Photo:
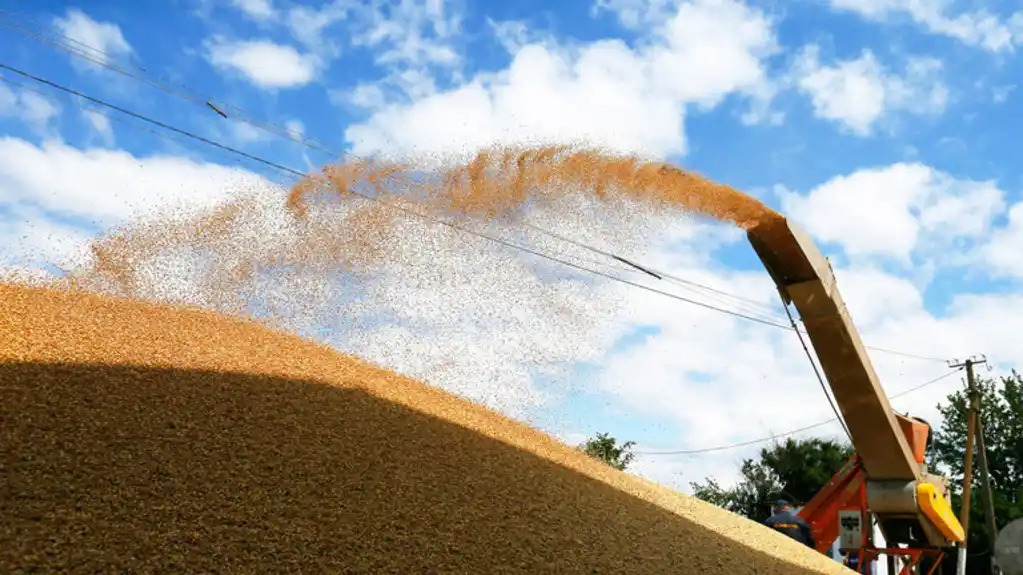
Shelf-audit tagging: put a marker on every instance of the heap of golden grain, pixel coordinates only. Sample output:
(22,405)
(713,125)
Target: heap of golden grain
(142,438)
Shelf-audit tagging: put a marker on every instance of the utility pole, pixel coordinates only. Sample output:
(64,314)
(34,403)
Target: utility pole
(975,434)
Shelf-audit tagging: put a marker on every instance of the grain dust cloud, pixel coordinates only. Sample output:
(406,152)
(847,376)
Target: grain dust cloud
(153,423)
(373,278)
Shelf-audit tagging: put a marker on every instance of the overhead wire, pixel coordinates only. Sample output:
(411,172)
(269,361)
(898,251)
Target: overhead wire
(104,59)
(766,314)
(773,437)
(375,198)
(284,169)
(748,307)
(637,267)
(816,371)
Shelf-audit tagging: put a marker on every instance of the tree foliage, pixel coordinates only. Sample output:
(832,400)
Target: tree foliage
(1002,417)
(606,448)
(795,470)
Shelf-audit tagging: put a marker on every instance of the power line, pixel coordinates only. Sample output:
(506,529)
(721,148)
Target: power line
(207,101)
(788,433)
(104,59)
(371,197)
(294,172)
(816,372)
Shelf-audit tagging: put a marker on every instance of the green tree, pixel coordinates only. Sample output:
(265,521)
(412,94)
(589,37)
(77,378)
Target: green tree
(606,448)
(795,470)
(1002,414)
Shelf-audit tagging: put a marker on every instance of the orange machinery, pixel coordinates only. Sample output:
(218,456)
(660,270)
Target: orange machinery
(844,497)
(887,480)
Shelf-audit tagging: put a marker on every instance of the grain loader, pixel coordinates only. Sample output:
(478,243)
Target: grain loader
(886,482)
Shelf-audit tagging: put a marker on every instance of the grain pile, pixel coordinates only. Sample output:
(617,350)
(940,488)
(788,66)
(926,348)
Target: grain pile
(497,184)
(142,438)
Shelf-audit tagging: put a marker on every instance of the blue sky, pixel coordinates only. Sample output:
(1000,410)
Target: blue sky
(817,107)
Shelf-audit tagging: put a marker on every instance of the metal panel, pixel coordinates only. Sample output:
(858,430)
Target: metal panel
(804,275)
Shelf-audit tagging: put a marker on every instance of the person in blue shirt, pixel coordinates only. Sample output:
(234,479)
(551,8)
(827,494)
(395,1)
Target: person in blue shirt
(788,523)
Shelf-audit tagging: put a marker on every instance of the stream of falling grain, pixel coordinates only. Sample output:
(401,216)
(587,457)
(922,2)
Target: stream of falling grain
(373,279)
(144,437)
(495,184)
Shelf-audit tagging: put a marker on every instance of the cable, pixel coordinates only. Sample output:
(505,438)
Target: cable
(402,209)
(150,121)
(207,102)
(816,372)
(659,274)
(788,433)
(161,84)
(407,211)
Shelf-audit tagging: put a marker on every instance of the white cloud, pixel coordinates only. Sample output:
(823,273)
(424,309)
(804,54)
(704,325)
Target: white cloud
(296,127)
(859,92)
(978,28)
(263,62)
(1004,251)
(257,9)
(605,93)
(103,41)
(894,211)
(99,124)
(309,25)
(409,32)
(31,107)
(109,186)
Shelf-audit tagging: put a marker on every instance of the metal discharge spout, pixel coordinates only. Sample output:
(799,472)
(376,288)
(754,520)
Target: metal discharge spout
(804,277)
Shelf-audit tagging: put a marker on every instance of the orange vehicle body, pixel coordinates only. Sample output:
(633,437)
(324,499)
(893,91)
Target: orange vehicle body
(847,491)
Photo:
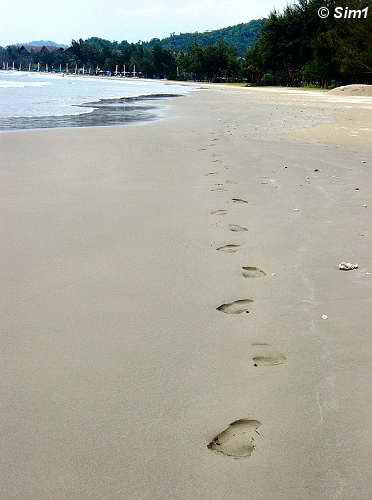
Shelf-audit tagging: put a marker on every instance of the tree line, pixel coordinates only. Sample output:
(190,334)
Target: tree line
(294,47)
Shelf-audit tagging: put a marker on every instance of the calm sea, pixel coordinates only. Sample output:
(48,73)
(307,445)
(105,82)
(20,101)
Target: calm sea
(44,100)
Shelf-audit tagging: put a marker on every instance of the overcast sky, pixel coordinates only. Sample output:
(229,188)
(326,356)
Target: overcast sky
(131,20)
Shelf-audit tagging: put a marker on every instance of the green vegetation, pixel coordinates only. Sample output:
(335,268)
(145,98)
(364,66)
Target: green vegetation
(241,37)
(294,48)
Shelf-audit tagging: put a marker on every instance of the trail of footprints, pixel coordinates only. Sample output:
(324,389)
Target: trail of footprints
(238,440)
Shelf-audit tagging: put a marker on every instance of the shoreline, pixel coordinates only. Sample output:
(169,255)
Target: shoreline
(124,252)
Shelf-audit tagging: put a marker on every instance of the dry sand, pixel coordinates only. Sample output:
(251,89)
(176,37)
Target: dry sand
(117,369)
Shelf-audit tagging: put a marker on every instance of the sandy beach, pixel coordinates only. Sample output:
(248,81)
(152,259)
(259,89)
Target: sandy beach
(124,351)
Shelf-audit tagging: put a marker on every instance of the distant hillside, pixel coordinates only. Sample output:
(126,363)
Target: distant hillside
(44,43)
(241,36)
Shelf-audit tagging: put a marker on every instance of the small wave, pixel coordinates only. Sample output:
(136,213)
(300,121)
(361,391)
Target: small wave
(5,84)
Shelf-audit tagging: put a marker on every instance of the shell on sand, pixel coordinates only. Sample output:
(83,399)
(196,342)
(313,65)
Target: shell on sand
(237,440)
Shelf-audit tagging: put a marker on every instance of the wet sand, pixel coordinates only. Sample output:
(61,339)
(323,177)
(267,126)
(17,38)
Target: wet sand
(133,349)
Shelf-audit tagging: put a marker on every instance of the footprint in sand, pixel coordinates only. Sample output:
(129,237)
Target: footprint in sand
(236,228)
(267,356)
(236,307)
(237,440)
(229,248)
(219,212)
(252,272)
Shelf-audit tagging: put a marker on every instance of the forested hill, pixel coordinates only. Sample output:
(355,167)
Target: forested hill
(241,37)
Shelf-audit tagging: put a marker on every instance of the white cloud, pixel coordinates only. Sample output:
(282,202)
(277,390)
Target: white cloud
(124,19)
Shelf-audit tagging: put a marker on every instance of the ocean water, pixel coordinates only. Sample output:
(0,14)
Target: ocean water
(47,100)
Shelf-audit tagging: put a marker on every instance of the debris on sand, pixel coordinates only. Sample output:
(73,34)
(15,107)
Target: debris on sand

Exercise aim:
Rewrite all of the records above as a single numbered list, one line per item, with blank lines dropped and the pictures left out.

Written response:
1. Photo:
2. Shelf-audit tagging: put a marker on every instance of the heap of golden grain, pixel coordinates only. Sample output:
3. (22,405)
4. (713,125)
5. Target: heap of golden grain
6. (142,438)
7. Shelf-audit tagging: put a marker on every instance of the utility pole, pixel coordinates only. Sample output:
8. (64,314)
9. (34,403)
10. Target: utility pole
11. (975,434)
12. Shelf-audit tagging: put a marker on every instance of the grain dust cloud, pixel coordinates only. Sample output:
13. (406,152)
14. (847,376)
15. Target: grain dust cloud
16. (153,423)
17. (373,278)
18. Shelf-audit tagging: put a marker on every instance of the overhead wire, pixel coordinates only. Sample output:
19. (411,172)
20. (269,361)
21. (898,251)
22. Target: overhead wire
23. (104,59)
24. (766,314)
25. (773,437)
26. (375,198)
27. (284,169)
28. (748,307)
29. (637,267)
30. (816,371)
31. Shelf-audit tagging: put a marker on every instance of the tree foliage, pixel coordinates only. Sample output:
32. (832,400)
33. Target: tree foliage
34. (1002,417)
35. (606,448)
36. (795,470)
37. Shelf-audit tagging: put a marker on every instance of the power line, pixel coordinates only. Sample output:
38. (506,529)
39. (721,148)
40. Target: power line
41. (207,101)
42. (788,433)
43. (104,59)
44. (371,197)
45. (294,172)
46. (816,372)
47. Shelf-audit tagging: put a marker on every instance of the green tree, pixel coordinates only. Sample output:
48. (265,521)
49. (412,94)
50. (589,37)
51. (77,378)
52. Target: green tree
53. (606,448)
54. (795,470)
55. (1002,414)
56. Shelf-audit tagging: put a marker on every instance of the orange machinery, pixel coordinates only. Sample output:
57. (218,456)
58. (660,270)
59. Target: orange machinery
60. (844,497)
61. (887,480)
62. Shelf-audit tagging: put a marker on every instance of the grain loader, pixel coordinates only. Sample output:
63. (478,243)
64. Target: grain loader
65. (886,482)
66. Shelf-audit tagging: put a marker on every instance of the grain pile, pixel coordinates only. Sample output:
67. (617,350)
68. (940,488)
69. (788,66)
70. (926,348)
71. Target: grain pile
72. (497,184)
73. (142,438)
74. Shelf-audit tagging: put a marker on every instance of the blue sky, pixel coordinates only. Sample output:
75. (1000,410)
76. Target: blue sky
77. (817,107)
78. Shelf-audit tagging: put a marker on every instance of the metal panel, pixel coordinates only. Sample output:
79. (858,430)
80. Target: metal panel
81. (804,275)
82. Shelf-audit tagging: put a marker on every instance of the person in blue shirt, pixel coordinates only. Sample output:
83. (234,479)
84. (551,8)
85. (827,494)
86. (395,1)
87. Target: person in blue shirt
88. (788,523)
89. Shelf-audit tagging: put a marker on every instance of the stream of falling grain, pixel coordinates only. Sample output:
90. (401,216)
91. (587,457)
92. (922,2)
93. Target: stream of falling grain
94. (373,279)
95. (144,437)
96. (495,184)
97. Shelf-audit tagging: put a marker on every instance of the cable, pixel coordinates only. Sample output:
98. (505,438)
99. Target: cable
100. (402,209)
101. (150,121)
102. (207,102)
103. (816,372)
104. (659,274)
105. (788,433)
106. (161,84)
107. (407,211)
108. Shelf-audit tagging: put a marker on every instance of the white cloud, pixel coordinates only. Sample output:
109. (823,273)
110. (424,309)
111. (804,54)
112. (704,325)
113. Target: white cloud
114. (296,127)
115. (859,92)
116. (978,28)
117. (263,62)
118. (1004,251)
119. (257,9)
120. (605,93)
121. (103,41)
122. (894,211)
123. (99,124)
124. (309,25)
125. (409,32)
126. (31,107)
127. (109,186)
128. Shelf-audit tagging: put a marker on every instance of the metal discharge spout, pixel coordinates only. Sample output:
129. (799,472)
130. (376,288)
131. (754,520)
132. Target: metal discharge spout
133. (804,277)
134. Shelf-audit tagging: put a marker on every instance of the orange vehicle body, pixel coordinates only. Sample output:
135. (633,437)
136. (324,499)
137. (893,91)
138. Target: orange vehicle body
139. (847,491)
140. Photo:
141. Shelf-audit tagging: put a marker on every instance of the tree line, pixel coordinates only. Sample output:
142. (190,334)
143. Target: tree line
144. (294,47)
145. Shelf-audit tagging: put a marker on every instance of the calm sea, pixel coordinates only. Sample output:
146. (48,73)
147. (307,445)
148. (105,82)
149. (20,101)
150. Target: calm sea
151. (44,100)
152. Shelf-audit tagging: put a marker on every instance of the overcast sky, pixel coordinates only. Sample output:
153. (229,188)
154. (326,356)
155. Target: overcast sky
156. (131,20)
157. Shelf-audit tagging: put a marker on every instance of the green vegetation, pixel coordinates only. Sample output:
158. (335,268)
159. (145,98)
160. (364,66)
161. Target: green vegetation
162. (241,37)
163. (294,48)
164. Shelf-audit tagging: put a marker on every instance of the trail of footprints, pixel coordinates only. Sample output:
165. (324,389)
166. Target: trail of footprints
167. (238,440)
168. Shelf-audit tagging: put a marker on every instance of the shoreline, pixel coordinates only. Sample output:
169. (169,255)
170. Target: shoreline
171. (124,252)
172. Shelf-audit tagging: put a marker on every instance of the dry sand, pixel coordinates only. Sample output:
173. (251,89)
174. (176,37)
175. Target: dry sand
176. (117,369)
177. Shelf-audit tagging: put a marker on every instance of the sandy beach, pixel coordinates only. Sample output:
178. (248,81)
179. (152,259)
180. (259,89)
181. Target: sandy beach
182. (124,351)
183. Shelf-audit tagging: put a marker on every instance of the distant hillside, pixel coordinates only. Sample output:
184. (126,363)
185. Target: distant hillside
186. (44,43)
187. (241,36)
188. Shelf-audit tagging: put a marker on every instance of the small wave, pixel coordinates only. Sample output:
189. (136,213)
190. (300,121)
191. (361,391)
192. Target: small wave
193. (5,84)
194. Shelf-audit tagging: put a marker on every instance of the shell on sand, pixel coordinates only. Sample output:
195. (83,399)
196. (196,342)
197. (313,65)
198. Target: shell on sand
199. (237,440)
200. Shelf-audit tagging: put a marker on every instance of the wet sand, pixel coordinates only. Sample output:
201. (61,339)
202. (323,177)
203. (267,126)
204. (17,38)
205. Target: wet sand
206. (133,349)
207. Shelf-audit tagging: put a marker on every instance of the footprint in sand, pixel coordinates only. Sample output:
208. (129,237)
209. Target: footprint in sand
210. (236,228)
211. (267,356)
212. (236,307)
213. (237,440)
214. (229,248)
215. (219,212)
216. (252,272)
217. Shelf-audit tagging: put a marker on every instance of the forested hill, pixel coordinates only. Sample output:
218. (355,167)
219. Target: forested hill
220. (241,37)
221. Shelf-audit tagging: put a marker on every instance of the white cloud, pixel coordinates only. Sample output:
222. (282,202)
223. (277,390)
224. Target: white cloud
225. (124,19)
226. Shelf-audit tagging: put a marker on every instance of the ocean water, pixel coordinates only. Sample output:
227. (0,14)
228. Target: ocean water
229. (47,100)
230. Shelf-audit tagging: put a marker on every instance of the debris on sand, pixel coordinates only. Sample output:
231. (73,34)
232. (15,107)
233. Target: debris on sand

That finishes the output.